- WORK TO DO -
Pull out every line in the records that contains the string "each", and copy those lines. Case counts.

- DATA PROVIDED -
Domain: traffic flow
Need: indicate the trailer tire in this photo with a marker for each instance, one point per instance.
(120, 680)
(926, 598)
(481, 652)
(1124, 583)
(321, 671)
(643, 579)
* * *
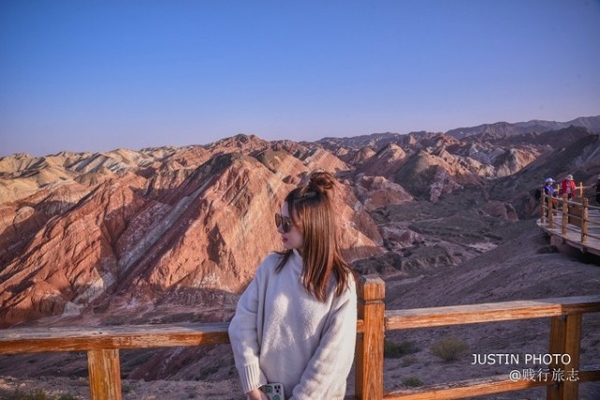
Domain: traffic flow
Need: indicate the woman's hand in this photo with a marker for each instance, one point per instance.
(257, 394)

- THE ANSWER -
Need: indicate the trailer tire in this photo with a marker for each instance, one point per instance.
Need: indicate the woman's hand in this photo with a marker for each instance, one point per instance.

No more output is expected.